WHAT TO WORK ON. Start with the line containing "Expected behaviour: for every instance of the green" and write out each line through the end of the listing, exactly as given.
▼
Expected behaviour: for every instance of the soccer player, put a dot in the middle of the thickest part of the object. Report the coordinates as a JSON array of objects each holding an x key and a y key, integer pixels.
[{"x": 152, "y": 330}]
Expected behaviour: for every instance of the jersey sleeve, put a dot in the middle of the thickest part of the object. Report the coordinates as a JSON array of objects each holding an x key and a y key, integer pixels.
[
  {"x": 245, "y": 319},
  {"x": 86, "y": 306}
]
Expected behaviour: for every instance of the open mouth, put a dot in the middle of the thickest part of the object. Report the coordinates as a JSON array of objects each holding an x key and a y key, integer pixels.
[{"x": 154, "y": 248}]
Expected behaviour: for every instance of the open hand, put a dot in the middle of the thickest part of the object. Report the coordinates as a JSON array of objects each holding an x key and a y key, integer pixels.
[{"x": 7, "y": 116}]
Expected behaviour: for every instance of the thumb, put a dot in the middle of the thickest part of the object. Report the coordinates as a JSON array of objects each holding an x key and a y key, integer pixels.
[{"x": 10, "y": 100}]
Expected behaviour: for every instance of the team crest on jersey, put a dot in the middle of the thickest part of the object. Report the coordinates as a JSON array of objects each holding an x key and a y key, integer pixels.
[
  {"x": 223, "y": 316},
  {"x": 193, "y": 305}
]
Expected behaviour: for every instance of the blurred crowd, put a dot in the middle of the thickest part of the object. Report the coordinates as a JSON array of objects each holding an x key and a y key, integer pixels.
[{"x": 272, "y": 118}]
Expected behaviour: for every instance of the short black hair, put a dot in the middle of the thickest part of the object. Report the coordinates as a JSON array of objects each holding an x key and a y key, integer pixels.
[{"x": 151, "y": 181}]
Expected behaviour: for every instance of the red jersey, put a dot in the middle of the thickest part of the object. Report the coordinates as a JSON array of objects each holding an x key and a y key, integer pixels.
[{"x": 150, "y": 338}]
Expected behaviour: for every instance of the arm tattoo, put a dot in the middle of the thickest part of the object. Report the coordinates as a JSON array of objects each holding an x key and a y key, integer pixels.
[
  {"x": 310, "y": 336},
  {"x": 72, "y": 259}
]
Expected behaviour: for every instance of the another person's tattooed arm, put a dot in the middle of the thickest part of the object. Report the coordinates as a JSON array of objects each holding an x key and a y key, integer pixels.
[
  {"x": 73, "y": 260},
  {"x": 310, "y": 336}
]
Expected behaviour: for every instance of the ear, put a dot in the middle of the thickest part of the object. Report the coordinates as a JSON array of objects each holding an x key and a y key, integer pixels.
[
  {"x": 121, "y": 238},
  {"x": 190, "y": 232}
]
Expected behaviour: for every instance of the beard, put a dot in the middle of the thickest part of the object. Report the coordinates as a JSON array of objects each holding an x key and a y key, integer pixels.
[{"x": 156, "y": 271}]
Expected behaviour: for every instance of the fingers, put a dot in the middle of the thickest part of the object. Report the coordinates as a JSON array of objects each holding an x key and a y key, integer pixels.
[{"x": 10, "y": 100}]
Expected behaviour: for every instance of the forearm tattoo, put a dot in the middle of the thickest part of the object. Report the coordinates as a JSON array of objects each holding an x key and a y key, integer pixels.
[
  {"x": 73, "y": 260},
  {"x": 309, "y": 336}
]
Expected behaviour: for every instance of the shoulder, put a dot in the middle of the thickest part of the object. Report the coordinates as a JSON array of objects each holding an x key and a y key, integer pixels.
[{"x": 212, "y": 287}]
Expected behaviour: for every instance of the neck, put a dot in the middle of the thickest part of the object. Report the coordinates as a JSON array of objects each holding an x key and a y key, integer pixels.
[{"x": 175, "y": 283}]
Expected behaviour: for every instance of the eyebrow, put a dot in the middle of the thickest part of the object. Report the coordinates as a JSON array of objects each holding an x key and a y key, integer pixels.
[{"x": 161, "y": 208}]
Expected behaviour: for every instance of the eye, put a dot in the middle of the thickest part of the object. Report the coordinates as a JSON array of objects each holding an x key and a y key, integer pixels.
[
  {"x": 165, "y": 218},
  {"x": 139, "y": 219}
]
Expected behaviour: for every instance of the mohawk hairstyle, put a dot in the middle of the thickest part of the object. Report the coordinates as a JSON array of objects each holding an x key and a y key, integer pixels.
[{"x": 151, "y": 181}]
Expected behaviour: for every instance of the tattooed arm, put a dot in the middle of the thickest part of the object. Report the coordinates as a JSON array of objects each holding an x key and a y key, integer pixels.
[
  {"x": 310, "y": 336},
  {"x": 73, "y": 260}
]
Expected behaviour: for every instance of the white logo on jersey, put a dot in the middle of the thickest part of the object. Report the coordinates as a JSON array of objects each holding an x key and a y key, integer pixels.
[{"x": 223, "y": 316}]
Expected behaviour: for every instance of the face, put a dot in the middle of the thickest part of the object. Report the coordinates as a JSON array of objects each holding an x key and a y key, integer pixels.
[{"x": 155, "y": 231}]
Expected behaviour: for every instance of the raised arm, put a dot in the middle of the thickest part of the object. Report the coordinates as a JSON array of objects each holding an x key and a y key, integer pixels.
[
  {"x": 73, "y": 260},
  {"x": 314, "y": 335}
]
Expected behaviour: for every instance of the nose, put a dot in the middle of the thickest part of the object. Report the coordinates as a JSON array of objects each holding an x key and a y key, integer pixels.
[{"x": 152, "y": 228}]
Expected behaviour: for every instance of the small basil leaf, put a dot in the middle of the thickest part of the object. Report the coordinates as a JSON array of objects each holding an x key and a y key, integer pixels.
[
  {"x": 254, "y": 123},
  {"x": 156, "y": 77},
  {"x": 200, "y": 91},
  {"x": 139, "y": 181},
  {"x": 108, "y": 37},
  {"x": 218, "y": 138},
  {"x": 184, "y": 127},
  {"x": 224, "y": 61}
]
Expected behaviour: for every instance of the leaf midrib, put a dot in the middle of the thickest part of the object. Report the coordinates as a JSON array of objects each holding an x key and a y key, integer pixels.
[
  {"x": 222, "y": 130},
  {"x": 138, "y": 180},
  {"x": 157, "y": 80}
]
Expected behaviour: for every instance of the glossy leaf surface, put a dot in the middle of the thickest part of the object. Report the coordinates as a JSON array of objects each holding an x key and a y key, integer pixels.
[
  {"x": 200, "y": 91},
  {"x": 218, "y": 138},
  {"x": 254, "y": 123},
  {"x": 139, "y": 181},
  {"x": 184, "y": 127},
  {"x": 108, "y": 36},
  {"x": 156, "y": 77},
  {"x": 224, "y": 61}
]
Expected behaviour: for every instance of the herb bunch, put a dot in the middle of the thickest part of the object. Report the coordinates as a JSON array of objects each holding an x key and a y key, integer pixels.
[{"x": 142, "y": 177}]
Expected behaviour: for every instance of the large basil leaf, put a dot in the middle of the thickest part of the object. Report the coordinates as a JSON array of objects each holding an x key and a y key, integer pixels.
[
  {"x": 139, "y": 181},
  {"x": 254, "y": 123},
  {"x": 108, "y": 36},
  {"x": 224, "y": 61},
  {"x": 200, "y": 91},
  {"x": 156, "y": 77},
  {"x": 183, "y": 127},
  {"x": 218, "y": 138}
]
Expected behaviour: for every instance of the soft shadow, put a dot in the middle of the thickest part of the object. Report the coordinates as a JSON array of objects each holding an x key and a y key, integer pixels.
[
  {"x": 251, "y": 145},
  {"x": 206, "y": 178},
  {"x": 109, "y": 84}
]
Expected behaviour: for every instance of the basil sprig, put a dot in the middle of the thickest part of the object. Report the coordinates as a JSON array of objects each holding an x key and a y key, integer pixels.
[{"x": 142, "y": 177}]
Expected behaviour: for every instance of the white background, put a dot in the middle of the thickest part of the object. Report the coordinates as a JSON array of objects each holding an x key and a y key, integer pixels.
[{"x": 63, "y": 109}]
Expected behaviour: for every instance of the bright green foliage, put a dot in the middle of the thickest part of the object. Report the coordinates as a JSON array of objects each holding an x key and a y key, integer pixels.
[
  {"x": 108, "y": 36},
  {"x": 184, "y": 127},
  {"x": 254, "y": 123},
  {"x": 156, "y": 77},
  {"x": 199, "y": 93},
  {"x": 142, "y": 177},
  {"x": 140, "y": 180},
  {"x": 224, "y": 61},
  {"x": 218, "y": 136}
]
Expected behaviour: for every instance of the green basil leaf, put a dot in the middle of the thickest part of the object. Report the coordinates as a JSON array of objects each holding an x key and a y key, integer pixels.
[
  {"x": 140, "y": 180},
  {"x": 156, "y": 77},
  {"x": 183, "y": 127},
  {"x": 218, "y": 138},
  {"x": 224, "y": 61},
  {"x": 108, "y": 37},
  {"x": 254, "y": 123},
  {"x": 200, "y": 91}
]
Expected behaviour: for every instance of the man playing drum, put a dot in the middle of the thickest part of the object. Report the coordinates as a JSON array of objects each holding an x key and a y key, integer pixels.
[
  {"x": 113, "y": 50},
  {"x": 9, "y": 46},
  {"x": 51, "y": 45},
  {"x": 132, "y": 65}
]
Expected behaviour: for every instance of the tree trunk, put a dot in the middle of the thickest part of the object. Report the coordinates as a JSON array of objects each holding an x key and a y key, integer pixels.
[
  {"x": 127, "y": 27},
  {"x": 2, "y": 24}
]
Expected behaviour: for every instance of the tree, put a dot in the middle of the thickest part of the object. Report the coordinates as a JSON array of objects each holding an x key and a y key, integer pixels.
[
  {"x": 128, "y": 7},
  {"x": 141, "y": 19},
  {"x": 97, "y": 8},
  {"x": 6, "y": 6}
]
▲
FULL SOLUTION.
Expected behaviour: for every instance of the green basil leaf, put a dot in the middle of the thickest part of the object. Report the coordinates as a JSON array of objects each holding an x key and a y key, integer pixels.
[
  {"x": 140, "y": 180},
  {"x": 156, "y": 77},
  {"x": 183, "y": 127},
  {"x": 218, "y": 138},
  {"x": 224, "y": 61},
  {"x": 108, "y": 37},
  {"x": 254, "y": 123},
  {"x": 200, "y": 91}
]
Expected behaviour: for every instance of the man playing drum, put a dot in the middle of the thickest part of the object. Report the coordinates as a JSON array of objects each holding an x key and a y key, integer pixels.
[
  {"x": 113, "y": 50},
  {"x": 9, "y": 46},
  {"x": 51, "y": 45},
  {"x": 132, "y": 65}
]
Expected behaviour: for every instance of the tree trunk, put a dot in the middle of the thickest part of the object. Report the coordinates as a JSON array of objects each holding an x key and a y key, integer pixels.
[
  {"x": 127, "y": 27},
  {"x": 2, "y": 24}
]
Expected behaviour: for every instance of the tree, put a dot in the middle of the thickest part of the object. Report the coordinates as a JSON array of objects each holding an x key and a y key, integer pixels.
[
  {"x": 128, "y": 7},
  {"x": 141, "y": 19},
  {"x": 97, "y": 8},
  {"x": 6, "y": 6}
]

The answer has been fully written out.